__WRITTEN TASK__.
Can you reproduce the records below word for word, leaving out the pictures?

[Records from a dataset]
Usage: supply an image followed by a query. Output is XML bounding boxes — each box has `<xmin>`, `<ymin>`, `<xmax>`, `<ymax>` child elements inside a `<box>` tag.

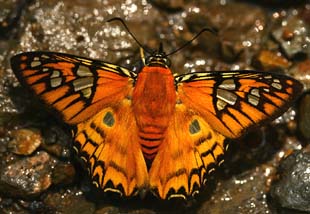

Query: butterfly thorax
<box><xmin>132</xmin><ymin>66</ymin><xmax>176</xmax><ymax>164</ymax></box>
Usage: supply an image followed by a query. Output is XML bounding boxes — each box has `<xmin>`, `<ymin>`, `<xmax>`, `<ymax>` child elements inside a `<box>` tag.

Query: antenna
<box><xmin>166</xmin><ymin>28</ymin><xmax>218</xmax><ymax>56</ymax></box>
<box><xmin>107</xmin><ymin>17</ymin><xmax>151</xmax><ymax>54</ymax></box>
<box><xmin>107</xmin><ymin>17</ymin><xmax>218</xmax><ymax>56</ymax></box>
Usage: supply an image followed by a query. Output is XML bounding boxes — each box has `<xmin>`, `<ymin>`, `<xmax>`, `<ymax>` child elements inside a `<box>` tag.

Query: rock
<box><xmin>8</xmin><ymin>129</ymin><xmax>42</xmax><ymax>155</ymax></box>
<box><xmin>270</xmin><ymin>151</ymin><xmax>310</xmax><ymax>212</ymax></box>
<box><xmin>0</xmin><ymin>152</ymin><xmax>54</xmax><ymax>198</ymax></box>
<box><xmin>42</xmin><ymin>124</ymin><xmax>72</xmax><ymax>159</ymax></box>
<box><xmin>254</xmin><ymin>50</ymin><xmax>291</xmax><ymax>71</ymax></box>
<box><xmin>272</xmin><ymin>16</ymin><xmax>310</xmax><ymax>59</ymax></box>
<box><xmin>43</xmin><ymin>189</ymin><xmax>95</xmax><ymax>214</ymax></box>
<box><xmin>289</xmin><ymin>59</ymin><xmax>310</xmax><ymax>91</ymax></box>
<box><xmin>52</xmin><ymin>162</ymin><xmax>75</xmax><ymax>185</ymax></box>
<box><xmin>298</xmin><ymin>93</ymin><xmax>310</xmax><ymax>140</ymax></box>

__RESULT__.
Usage: supply an image followed by a query. Output is XML bounding boxes — each box has `<xmin>`, `<ymin>`, `<xmax>`, `<ymax>` child elements inside a `<box>` tag.


Query: butterfly thorax
<box><xmin>132</xmin><ymin>66</ymin><xmax>176</xmax><ymax>164</ymax></box>
Usage: supply an image followed by a query. Output is XML bounding boxes — each box has `<xmin>`, `<ymin>`, `<xmax>`, `<ymax>` child elements inside a `<box>` tag.

Query: antenna
<box><xmin>166</xmin><ymin>28</ymin><xmax>218</xmax><ymax>56</ymax></box>
<box><xmin>107</xmin><ymin>17</ymin><xmax>151</xmax><ymax>54</ymax></box>
<box><xmin>107</xmin><ymin>17</ymin><xmax>218</xmax><ymax>56</ymax></box>
Usage: supply an image followed by a query. Output is XML bounding boxes — each box has `<xmin>`, `<ymin>`, `<xmax>`, `<ymax>` child elements inside a `<box>` tag.

Query: rock
<box><xmin>8</xmin><ymin>129</ymin><xmax>42</xmax><ymax>155</ymax></box>
<box><xmin>270</xmin><ymin>151</ymin><xmax>310</xmax><ymax>212</ymax></box>
<box><xmin>0</xmin><ymin>152</ymin><xmax>54</xmax><ymax>198</ymax></box>
<box><xmin>42</xmin><ymin>124</ymin><xmax>72</xmax><ymax>159</ymax></box>
<box><xmin>254</xmin><ymin>50</ymin><xmax>291</xmax><ymax>71</ymax></box>
<box><xmin>272</xmin><ymin>16</ymin><xmax>310</xmax><ymax>59</ymax></box>
<box><xmin>43</xmin><ymin>189</ymin><xmax>95</xmax><ymax>214</ymax></box>
<box><xmin>289</xmin><ymin>59</ymin><xmax>310</xmax><ymax>91</ymax></box>
<box><xmin>52</xmin><ymin>162</ymin><xmax>75</xmax><ymax>185</ymax></box>
<box><xmin>298</xmin><ymin>93</ymin><xmax>310</xmax><ymax>140</ymax></box>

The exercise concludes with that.